> [Work to complete] Please collect every line in the entries below that contains the word "yellow", and copy each one.

> [Supplied records]
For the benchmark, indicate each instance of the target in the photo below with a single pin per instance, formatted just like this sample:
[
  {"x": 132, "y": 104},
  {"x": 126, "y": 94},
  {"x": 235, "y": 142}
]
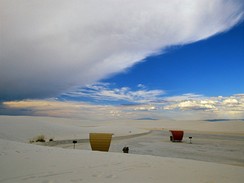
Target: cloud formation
[
  {"x": 48, "y": 47},
  {"x": 103, "y": 92},
  {"x": 188, "y": 106}
]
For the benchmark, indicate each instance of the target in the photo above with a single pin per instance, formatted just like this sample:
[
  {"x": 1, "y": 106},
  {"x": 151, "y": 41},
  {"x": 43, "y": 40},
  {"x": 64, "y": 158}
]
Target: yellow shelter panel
[{"x": 100, "y": 141}]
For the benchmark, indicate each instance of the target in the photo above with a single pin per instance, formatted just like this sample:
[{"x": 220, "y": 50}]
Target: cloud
[
  {"x": 48, "y": 47},
  {"x": 197, "y": 108},
  {"x": 224, "y": 107},
  {"x": 102, "y": 92}
]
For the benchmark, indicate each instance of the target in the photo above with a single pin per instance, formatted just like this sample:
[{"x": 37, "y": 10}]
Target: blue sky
[
  {"x": 211, "y": 67},
  {"x": 157, "y": 59}
]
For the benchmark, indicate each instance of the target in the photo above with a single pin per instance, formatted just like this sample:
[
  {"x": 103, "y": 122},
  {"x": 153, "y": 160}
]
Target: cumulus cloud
[
  {"x": 102, "y": 92},
  {"x": 48, "y": 47},
  {"x": 197, "y": 108}
]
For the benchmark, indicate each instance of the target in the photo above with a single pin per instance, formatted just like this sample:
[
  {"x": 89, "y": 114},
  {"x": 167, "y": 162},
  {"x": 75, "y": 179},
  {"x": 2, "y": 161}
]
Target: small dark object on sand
[
  {"x": 126, "y": 149},
  {"x": 74, "y": 142},
  {"x": 190, "y": 139}
]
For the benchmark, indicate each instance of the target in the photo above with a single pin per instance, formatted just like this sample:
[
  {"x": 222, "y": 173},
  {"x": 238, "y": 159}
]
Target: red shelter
[{"x": 177, "y": 135}]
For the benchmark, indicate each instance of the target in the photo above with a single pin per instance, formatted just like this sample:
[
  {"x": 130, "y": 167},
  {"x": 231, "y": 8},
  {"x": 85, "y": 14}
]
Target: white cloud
[
  {"x": 48, "y": 47},
  {"x": 104, "y": 92},
  {"x": 210, "y": 107}
]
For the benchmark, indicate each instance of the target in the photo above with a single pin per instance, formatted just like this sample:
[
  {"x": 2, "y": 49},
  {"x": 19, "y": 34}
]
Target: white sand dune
[
  {"x": 24, "y": 163},
  {"x": 30, "y": 163}
]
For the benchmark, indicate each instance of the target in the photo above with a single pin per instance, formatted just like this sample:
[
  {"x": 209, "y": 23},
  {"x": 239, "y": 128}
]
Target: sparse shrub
[{"x": 40, "y": 138}]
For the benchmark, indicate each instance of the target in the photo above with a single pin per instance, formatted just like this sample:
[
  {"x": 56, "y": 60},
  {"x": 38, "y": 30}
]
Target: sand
[{"x": 215, "y": 155}]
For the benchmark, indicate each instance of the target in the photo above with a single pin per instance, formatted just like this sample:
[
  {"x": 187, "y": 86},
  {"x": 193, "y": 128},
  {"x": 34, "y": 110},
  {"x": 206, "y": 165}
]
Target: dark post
[
  {"x": 190, "y": 139},
  {"x": 74, "y": 142}
]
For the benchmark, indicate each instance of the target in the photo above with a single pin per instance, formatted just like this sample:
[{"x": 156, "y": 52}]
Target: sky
[{"x": 120, "y": 59}]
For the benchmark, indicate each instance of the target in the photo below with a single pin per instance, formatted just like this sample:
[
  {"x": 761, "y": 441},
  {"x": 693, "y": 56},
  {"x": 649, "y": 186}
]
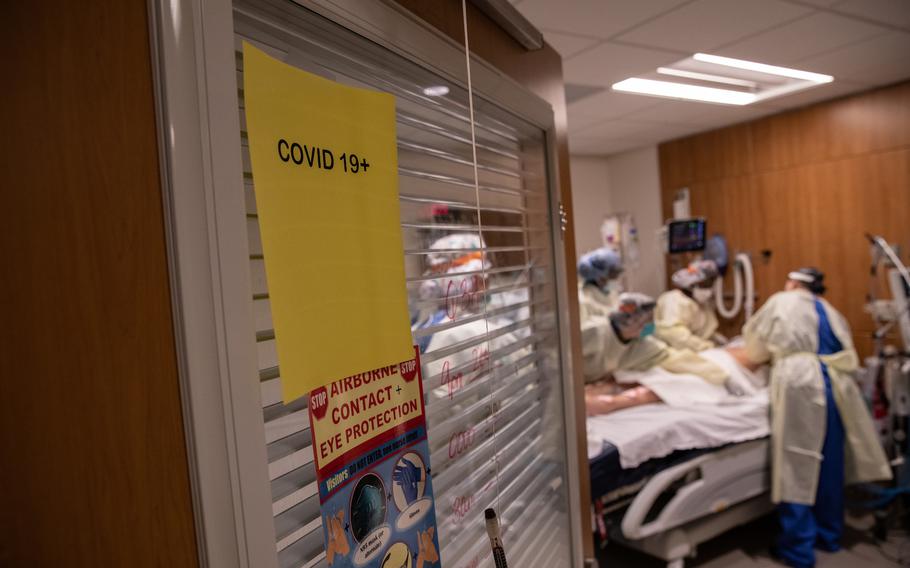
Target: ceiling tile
[
  {"x": 566, "y": 44},
  {"x": 602, "y": 146},
  {"x": 802, "y": 38},
  {"x": 708, "y": 24},
  {"x": 607, "y": 105},
  {"x": 816, "y": 94},
  {"x": 612, "y": 129},
  {"x": 893, "y": 12},
  {"x": 638, "y": 130},
  {"x": 879, "y": 61},
  {"x": 596, "y": 18},
  {"x": 608, "y": 63}
]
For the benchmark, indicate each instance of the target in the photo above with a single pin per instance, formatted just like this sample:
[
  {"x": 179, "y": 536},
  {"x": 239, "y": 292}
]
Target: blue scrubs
[{"x": 821, "y": 525}]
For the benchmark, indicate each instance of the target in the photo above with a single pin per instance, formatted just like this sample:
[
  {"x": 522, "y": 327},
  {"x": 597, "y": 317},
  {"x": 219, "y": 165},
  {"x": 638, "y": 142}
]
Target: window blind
[{"x": 481, "y": 287}]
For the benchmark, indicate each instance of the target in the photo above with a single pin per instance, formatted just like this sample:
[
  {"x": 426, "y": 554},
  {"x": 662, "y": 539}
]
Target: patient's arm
[
  {"x": 738, "y": 352},
  {"x": 598, "y": 401}
]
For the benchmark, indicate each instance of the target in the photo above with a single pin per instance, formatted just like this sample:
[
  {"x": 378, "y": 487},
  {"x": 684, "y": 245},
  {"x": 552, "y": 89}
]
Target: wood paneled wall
[
  {"x": 93, "y": 466},
  {"x": 805, "y": 185}
]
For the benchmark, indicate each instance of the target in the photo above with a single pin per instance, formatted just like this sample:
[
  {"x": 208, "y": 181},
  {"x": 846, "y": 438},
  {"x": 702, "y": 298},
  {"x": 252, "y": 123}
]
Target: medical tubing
[
  {"x": 483, "y": 266},
  {"x": 737, "y": 294},
  {"x": 495, "y": 534},
  {"x": 742, "y": 299},
  {"x": 749, "y": 276}
]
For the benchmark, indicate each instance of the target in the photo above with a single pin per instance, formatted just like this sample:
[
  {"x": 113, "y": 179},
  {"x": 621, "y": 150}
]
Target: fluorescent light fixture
[
  {"x": 683, "y": 91},
  {"x": 763, "y": 68},
  {"x": 707, "y": 77},
  {"x": 436, "y": 91}
]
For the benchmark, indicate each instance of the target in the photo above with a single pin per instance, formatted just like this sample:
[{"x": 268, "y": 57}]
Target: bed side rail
[{"x": 704, "y": 485}]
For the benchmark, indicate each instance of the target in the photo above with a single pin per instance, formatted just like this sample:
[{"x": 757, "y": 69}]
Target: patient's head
[
  {"x": 633, "y": 316},
  {"x": 600, "y": 266}
]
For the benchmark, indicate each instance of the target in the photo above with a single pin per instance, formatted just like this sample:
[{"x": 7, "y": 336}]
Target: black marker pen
[{"x": 499, "y": 555}]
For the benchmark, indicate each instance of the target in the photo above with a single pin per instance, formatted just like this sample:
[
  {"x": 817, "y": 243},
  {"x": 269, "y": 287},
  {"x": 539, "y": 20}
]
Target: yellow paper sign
[{"x": 325, "y": 172}]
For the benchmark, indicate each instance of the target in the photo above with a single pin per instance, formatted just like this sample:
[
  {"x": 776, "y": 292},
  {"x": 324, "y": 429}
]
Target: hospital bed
[{"x": 666, "y": 478}]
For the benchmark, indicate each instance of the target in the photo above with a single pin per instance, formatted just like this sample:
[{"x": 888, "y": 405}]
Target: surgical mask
[{"x": 702, "y": 295}]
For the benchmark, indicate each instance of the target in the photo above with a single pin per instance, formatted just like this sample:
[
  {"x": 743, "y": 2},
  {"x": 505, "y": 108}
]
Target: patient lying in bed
[{"x": 678, "y": 385}]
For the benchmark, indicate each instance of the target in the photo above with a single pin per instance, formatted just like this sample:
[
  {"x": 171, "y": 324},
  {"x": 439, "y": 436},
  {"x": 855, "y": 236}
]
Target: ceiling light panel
[
  {"x": 673, "y": 90},
  {"x": 722, "y": 80}
]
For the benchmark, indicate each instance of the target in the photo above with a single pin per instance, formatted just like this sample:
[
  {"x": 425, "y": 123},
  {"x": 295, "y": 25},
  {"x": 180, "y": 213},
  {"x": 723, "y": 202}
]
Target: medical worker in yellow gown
[
  {"x": 685, "y": 316},
  {"x": 822, "y": 435}
]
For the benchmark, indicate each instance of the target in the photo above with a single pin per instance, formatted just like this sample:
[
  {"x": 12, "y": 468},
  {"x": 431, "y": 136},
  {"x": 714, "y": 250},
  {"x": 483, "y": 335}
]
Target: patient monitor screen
[{"x": 687, "y": 236}]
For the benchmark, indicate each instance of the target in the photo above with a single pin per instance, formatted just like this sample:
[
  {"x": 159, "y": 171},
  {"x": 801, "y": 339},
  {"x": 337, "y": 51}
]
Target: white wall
[
  {"x": 590, "y": 200},
  {"x": 623, "y": 183}
]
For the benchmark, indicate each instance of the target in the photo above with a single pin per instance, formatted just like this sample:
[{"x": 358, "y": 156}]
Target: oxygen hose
[{"x": 742, "y": 299}]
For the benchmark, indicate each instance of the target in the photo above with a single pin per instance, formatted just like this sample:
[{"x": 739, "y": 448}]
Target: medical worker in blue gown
[{"x": 822, "y": 435}]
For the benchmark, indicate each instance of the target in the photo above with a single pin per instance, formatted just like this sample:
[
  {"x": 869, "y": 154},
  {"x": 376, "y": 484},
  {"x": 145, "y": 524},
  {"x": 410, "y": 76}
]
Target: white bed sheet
[{"x": 698, "y": 416}]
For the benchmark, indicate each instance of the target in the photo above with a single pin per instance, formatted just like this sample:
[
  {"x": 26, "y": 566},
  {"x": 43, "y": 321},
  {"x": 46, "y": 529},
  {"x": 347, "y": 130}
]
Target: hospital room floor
[{"x": 747, "y": 547}]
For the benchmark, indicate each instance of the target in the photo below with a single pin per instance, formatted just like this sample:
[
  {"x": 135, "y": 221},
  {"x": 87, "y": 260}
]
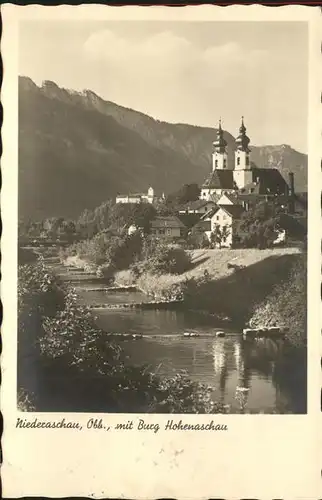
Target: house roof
[
  {"x": 167, "y": 222},
  {"x": 231, "y": 196},
  {"x": 266, "y": 181},
  {"x": 234, "y": 211},
  {"x": 202, "y": 225},
  {"x": 195, "y": 205},
  {"x": 220, "y": 179}
]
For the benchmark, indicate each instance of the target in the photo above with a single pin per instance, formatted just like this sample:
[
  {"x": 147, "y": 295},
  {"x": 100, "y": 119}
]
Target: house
[
  {"x": 197, "y": 207},
  {"x": 225, "y": 218},
  {"x": 148, "y": 197},
  {"x": 169, "y": 227},
  {"x": 228, "y": 199}
]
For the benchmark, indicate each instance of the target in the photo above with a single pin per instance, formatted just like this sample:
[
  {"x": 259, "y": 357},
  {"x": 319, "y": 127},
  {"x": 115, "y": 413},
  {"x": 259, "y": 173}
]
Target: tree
[
  {"x": 216, "y": 236},
  {"x": 258, "y": 227}
]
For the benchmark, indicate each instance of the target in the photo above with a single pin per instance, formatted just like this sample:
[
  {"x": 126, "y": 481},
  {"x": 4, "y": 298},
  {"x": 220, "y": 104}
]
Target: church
[{"x": 243, "y": 178}]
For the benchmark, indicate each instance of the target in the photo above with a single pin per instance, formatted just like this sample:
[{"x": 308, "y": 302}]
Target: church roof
[
  {"x": 220, "y": 179},
  {"x": 220, "y": 143}
]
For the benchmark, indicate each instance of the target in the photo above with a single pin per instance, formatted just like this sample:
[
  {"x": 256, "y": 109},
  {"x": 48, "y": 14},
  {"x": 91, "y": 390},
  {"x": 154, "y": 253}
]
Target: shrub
[
  {"x": 158, "y": 258},
  {"x": 286, "y": 306},
  {"x": 83, "y": 367},
  {"x": 125, "y": 277},
  {"x": 164, "y": 287}
]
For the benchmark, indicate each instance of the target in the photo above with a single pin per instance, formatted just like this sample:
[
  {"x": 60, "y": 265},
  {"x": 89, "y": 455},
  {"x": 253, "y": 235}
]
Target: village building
[
  {"x": 170, "y": 227},
  {"x": 148, "y": 197},
  {"x": 197, "y": 207},
  {"x": 241, "y": 176},
  {"x": 225, "y": 218}
]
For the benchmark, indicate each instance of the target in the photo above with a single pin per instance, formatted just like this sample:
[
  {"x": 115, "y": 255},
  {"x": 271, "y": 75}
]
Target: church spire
[
  {"x": 242, "y": 141},
  {"x": 220, "y": 143}
]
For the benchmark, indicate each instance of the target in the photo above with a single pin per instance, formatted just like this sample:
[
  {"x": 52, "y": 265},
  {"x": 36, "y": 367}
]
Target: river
[{"x": 241, "y": 372}]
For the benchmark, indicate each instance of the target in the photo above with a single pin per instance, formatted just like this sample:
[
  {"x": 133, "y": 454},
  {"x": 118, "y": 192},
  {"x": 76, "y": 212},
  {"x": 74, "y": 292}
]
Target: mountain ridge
[{"x": 98, "y": 148}]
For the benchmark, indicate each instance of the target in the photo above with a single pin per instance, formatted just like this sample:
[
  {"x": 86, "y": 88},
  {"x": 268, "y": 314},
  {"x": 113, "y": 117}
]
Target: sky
[{"x": 183, "y": 72}]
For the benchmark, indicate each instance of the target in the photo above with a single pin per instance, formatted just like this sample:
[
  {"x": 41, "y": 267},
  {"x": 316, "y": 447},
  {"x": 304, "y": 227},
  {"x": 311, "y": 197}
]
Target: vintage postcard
[{"x": 161, "y": 252}]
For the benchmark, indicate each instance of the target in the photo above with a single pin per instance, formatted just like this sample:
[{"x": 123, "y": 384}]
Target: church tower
[
  {"x": 219, "y": 156},
  {"x": 242, "y": 173}
]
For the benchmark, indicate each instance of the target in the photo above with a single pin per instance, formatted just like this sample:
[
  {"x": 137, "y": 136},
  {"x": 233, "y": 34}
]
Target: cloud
[{"x": 171, "y": 78}]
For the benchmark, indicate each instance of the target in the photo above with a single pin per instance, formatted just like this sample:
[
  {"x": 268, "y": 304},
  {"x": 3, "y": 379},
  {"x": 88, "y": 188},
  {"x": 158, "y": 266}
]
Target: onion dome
[
  {"x": 220, "y": 144},
  {"x": 242, "y": 141}
]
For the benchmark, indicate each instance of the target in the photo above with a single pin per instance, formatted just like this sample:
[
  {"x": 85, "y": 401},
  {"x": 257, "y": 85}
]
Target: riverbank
[{"x": 233, "y": 285}]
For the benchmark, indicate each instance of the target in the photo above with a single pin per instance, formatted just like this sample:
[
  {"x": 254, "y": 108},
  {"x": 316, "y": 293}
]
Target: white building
[
  {"x": 137, "y": 197},
  {"x": 225, "y": 177},
  {"x": 226, "y": 218}
]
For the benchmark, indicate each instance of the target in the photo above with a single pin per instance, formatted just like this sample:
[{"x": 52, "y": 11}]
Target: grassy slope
[
  {"x": 215, "y": 261},
  {"x": 236, "y": 294}
]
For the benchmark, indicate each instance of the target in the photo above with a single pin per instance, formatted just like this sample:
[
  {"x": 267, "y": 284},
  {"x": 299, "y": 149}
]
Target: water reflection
[
  {"x": 241, "y": 372},
  {"x": 244, "y": 374}
]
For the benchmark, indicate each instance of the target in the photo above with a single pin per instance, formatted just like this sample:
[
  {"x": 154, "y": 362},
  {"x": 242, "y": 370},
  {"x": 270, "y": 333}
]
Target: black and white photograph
[
  {"x": 161, "y": 252},
  {"x": 162, "y": 203}
]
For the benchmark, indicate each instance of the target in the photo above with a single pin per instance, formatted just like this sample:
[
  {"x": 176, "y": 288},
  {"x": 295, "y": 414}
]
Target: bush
[
  {"x": 158, "y": 258},
  {"x": 286, "y": 306},
  {"x": 164, "y": 287},
  {"x": 81, "y": 368},
  {"x": 125, "y": 278}
]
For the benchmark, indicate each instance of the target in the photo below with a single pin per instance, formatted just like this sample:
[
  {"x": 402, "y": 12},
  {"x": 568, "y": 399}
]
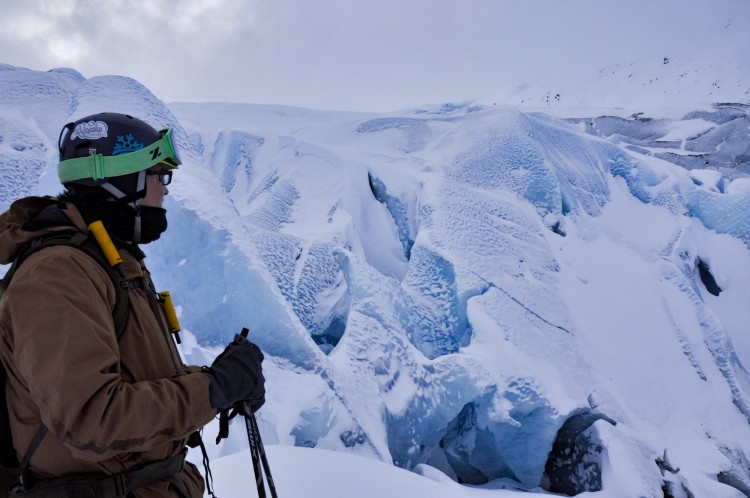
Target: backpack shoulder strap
[
  {"x": 120, "y": 311},
  {"x": 120, "y": 314}
]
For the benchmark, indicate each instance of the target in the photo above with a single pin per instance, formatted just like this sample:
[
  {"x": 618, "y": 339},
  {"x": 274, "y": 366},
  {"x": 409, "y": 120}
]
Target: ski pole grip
[{"x": 105, "y": 243}]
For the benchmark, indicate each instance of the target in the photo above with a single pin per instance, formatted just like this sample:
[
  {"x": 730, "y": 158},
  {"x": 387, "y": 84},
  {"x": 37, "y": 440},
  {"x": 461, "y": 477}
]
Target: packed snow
[{"x": 511, "y": 300}]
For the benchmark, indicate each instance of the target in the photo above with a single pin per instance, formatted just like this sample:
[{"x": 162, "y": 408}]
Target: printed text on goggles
[{"x": 98, "y": 166}]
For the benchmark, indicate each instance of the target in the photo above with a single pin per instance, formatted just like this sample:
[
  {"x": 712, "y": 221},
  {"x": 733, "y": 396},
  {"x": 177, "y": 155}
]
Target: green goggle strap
[{"x": 98, "y": 166}]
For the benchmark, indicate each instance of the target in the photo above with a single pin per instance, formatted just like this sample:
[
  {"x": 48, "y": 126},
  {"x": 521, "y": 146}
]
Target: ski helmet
[
  {"x": 108, "y": 154},
  {"x": 113, "y": 151}
]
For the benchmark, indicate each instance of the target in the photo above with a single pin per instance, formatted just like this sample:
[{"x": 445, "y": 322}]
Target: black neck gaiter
[{"x": 119, "y": 220}]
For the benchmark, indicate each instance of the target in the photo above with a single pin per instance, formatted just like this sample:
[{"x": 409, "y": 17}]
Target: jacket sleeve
[{"x": 68, "y": 356}]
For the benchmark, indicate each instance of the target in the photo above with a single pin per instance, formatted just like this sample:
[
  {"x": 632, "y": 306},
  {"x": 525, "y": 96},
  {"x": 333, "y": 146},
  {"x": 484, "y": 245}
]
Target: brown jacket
[{"x": 110, "y": 406}]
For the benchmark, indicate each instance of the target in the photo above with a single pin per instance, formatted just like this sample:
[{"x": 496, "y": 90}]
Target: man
[{"x": 94, "y": 410}]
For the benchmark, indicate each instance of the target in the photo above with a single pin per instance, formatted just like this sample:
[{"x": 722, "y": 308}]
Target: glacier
[{"x": 512, "y": 298}]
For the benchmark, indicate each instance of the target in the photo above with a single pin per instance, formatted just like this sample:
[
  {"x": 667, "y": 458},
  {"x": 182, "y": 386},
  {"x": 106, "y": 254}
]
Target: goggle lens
[{"x": 165, "y": 177}]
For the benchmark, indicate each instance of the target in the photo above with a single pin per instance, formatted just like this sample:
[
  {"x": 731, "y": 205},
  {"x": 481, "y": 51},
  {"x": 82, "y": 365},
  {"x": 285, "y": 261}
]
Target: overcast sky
[{"x": 353, "y": 54}]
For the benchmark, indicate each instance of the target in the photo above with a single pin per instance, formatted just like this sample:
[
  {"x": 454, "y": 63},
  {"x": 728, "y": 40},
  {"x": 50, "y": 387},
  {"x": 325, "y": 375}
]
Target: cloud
[{"x": 362, "y": 54}]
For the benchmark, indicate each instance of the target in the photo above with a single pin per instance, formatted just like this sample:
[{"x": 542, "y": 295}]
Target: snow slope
[{"x": 500, "y": 296}]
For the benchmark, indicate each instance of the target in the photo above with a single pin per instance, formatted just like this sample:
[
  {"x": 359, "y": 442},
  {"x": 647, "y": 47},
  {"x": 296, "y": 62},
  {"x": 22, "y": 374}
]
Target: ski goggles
[
  {"x": 99, "y": 167},
  {"x": 165, "y": 177}
]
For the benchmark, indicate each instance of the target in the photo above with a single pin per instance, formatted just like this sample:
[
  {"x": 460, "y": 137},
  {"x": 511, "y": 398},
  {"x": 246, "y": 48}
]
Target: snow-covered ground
[{"x": 482, "y": 294}]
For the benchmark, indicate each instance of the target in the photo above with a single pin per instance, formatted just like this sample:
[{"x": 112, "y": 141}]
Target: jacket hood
[{"x": 32, "y": 217}]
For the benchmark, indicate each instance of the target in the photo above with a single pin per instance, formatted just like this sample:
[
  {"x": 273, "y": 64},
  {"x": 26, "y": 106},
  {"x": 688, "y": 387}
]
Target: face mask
[{"x": 153, "y": 224}]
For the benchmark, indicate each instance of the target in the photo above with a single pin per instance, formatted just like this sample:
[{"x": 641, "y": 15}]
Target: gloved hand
[{"x": 236, "y": 376}]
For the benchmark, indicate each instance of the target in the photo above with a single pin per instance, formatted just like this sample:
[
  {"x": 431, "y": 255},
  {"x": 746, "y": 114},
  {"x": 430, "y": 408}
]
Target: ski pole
[
  {"x": 262, "y": 450},
  {"x": 257, "y": 451}
]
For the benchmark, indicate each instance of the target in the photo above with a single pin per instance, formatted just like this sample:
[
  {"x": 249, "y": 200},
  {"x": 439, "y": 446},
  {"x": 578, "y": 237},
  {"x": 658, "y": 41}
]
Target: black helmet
[
  {"x": 112, "y": 151},
  {"x": 107, "y": 155}
]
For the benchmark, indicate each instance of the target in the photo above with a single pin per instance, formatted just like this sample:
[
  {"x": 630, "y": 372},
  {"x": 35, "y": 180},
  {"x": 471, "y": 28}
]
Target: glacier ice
[{"x": 454, "y": 285}]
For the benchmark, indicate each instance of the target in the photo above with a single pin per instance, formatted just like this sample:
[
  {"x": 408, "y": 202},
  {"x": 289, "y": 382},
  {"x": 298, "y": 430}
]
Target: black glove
[{"x": 236, "y": 376}]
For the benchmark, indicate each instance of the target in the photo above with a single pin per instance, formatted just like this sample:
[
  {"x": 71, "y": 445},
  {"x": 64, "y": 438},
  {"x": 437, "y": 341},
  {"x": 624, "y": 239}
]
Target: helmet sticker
[
  {"x": 126, "y": 143},
  {"x": 90, "y": 130}
]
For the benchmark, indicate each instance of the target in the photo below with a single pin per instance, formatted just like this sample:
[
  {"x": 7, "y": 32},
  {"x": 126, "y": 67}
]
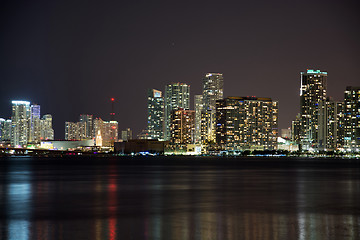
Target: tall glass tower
[
  {"x": 35, "y": 131},
  {"x": 213, "y": 89},
  {"x": 177, "y": 95},
  {"x": 155, "y": 114},
  {"x": 352, "y": 118},
  {"x": 312, "y": 99},
  {"x": 20, "y": 119}
]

> [Reply]
Target: yellow shelter panel
Target: yellow paper sign
Target: medical worker in yellow gown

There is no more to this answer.